Convert the records below into a numbered list, one line per item, skipping any blank lines.

= Extracted records =
========================

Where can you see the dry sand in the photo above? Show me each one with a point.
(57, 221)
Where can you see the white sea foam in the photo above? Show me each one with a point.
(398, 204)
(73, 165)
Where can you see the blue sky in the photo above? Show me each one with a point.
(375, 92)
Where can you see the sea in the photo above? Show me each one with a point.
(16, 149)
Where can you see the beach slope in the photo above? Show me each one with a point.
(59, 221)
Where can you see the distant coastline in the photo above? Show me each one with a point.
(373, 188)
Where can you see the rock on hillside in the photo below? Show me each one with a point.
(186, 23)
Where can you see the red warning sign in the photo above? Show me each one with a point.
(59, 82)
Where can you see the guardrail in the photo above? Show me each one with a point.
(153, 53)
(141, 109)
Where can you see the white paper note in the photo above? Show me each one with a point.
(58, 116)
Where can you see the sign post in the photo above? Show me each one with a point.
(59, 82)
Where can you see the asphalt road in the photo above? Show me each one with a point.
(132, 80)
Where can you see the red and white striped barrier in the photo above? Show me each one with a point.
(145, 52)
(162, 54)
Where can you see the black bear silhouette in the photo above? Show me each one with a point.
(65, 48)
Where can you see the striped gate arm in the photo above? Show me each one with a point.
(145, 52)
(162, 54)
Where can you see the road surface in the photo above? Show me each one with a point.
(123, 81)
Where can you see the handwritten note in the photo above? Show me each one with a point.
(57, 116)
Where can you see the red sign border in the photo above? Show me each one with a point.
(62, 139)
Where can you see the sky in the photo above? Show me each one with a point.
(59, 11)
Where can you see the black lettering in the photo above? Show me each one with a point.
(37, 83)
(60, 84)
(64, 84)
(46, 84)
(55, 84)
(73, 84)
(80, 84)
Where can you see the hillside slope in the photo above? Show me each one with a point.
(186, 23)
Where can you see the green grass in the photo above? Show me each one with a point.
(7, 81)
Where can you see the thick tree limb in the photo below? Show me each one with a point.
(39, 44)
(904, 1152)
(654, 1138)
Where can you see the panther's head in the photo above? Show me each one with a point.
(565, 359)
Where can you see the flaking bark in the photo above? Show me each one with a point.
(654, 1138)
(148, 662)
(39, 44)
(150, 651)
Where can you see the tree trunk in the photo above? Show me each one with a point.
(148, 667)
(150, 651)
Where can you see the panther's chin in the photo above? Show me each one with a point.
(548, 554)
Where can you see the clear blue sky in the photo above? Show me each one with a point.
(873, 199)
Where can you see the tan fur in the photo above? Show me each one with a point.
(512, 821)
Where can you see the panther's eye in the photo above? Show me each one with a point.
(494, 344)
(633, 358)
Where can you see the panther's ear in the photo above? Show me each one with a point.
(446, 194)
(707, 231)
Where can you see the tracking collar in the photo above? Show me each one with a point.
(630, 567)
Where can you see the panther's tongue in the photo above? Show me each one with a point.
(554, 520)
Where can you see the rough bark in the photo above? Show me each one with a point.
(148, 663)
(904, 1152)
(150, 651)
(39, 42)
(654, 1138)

========================

= Answer to the exercise =
1. Where can you see the dry sand in the photo above? Show me each one with a point.
2. (57, 221)
3. Where can you see the white sea foam in the photo above? Show me each one with a point.
4. (398, 204)
5. (73, 165)
6. Where can you see the blue sky in the photo above? Show me each one with a point.
7. (375, 92)
8. Where can you see the sea in the photo above? Show me each one with a point.
9. (16, 149)
10. Where can you see the beach slope in the photo above? Show me each one with a point.
11. (59, 221)
12. Where can you see the distant coastline in the photo above? Show me each one with a point.
13. (373, 188)
14. Where can you see the rock on hillside in the photo below? Show me each one with a point.
15. (186, 23)
16. Where can you see the red warning sign in the photo above? Show me each one with a point.
17. (59, 82)
18. Where can you see the guardrail in the photo above? Show me each one with a point.
19. (153, 53)
20. (141, 109)
21. Where can you see the white paper note in the photo above? Show me each one with a point.
22. (58, 116)
23. Where can you see the sign post in the photo above? Show me each one with a point.
24. (59, 82)
25. Where can you see the asphalt road in the photo above? Show me each one with a point.
26. (132, 80)
27. Where can you see the red and white striped barrier in the photo above? Show me each one with a point.
28. (145, 52)
29. (162, 54)
30. Where can you see the black bear silhouette in the photo above? Show me each one with a point.
31. (65, 48)
32. Where can you see the striped gate arm in the photo above? Show me each one with a point.
33. (145, 52)
34. (162, 54)
35. Where can you see the road surface in the photo above? Show me each one with a point.
36. (123, 81)
37. Where can you see the handwritten note in the photo above? Show me each one with a point.
38. (57, 116)
39. Where can you see the red sign border in the photo above? Show me each one with a point.
40. (62, 139)
41. Where can you see the sky in the photo above? Show me each one with a point.
42. (59, 11)
43. Where can you see the black lettering in the photo above? Show me each one with a point.
44. (37, 83)
45. (60, 84)
46. (64, 84)
47. (46, 84)
48. (55, 84)
49. (73, 84)
50. (80, 84)
51. Where can you see the hillside slope in the photo above? Show me each one with a point.
52. (186, 23)
53. Where can you see the green grass in the photo above? Show me each one with a point.
54. (7, 81)
55. Where can you see the thick tree limb in the photo below? Show me each one with a point.
56. (39, 44)
57. (904, 1152)
58. (654, 1138)
59. Where can you see the panther's head in the photo above? Show me each one with a point.
60. (565, 359)
61. Where can you see the flaking bark in the photo above? Show me each one with a point.
62. (654, 1138)
63. (148, 662)
64. (39, 44)
65. (150, 651)
66. Where can you see the tree trunk in the photo above? Show me each one with a point.
67. (148, 667)
68. (150, 651)
69. Where can you see the panther's chin in the photo above? Show me each one with a point.
70. (548, 554)
71. Where can you see the clear blue sky in the photo above? Show me each one with a point.
72. (873, 199)
73. Where can you see the tan fur in the photo above? Show me each one with a point.
74. (512, 821)
75. Where can you see the panther's eye in the photo above? Show me each one with a point.
76. (494, 344)
77. (633, 358)
78. Where can you see the panther's ear in the photo above? Show me each one with a point.
79. (446, 194)
80. (707, 231)
81. Where can you see the tracking collar in the photo above? Show me each one with a point.
82. (630, 567)
83. Where can you see the panther's tongue in the photo above? Show me each one with a point.
84. (554, 520)
85. Where can you see the rough bark in the photo above? Show me each one with a point.
86. (148, 663)
87. (904, 1152)
88. (150, 651)
89. (39, 42)
90. (654, 1138)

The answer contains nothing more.